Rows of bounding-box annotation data
++++++++
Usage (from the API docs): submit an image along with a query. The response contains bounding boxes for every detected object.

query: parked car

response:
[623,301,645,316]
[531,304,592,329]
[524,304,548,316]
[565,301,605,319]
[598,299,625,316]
++++++++
YOUR TASK. Output the data above line for line, without changing anything.

WRITTEN ANSWER.
Usage (from the API docs): submit an image along with a query. The response contains bounding boxes for every detected object.

query: parked car

response:
[623,301,645,316]
[531,304,592,329]
[524,304,548,316]
[565,301,605,319]
[598,299,625,316]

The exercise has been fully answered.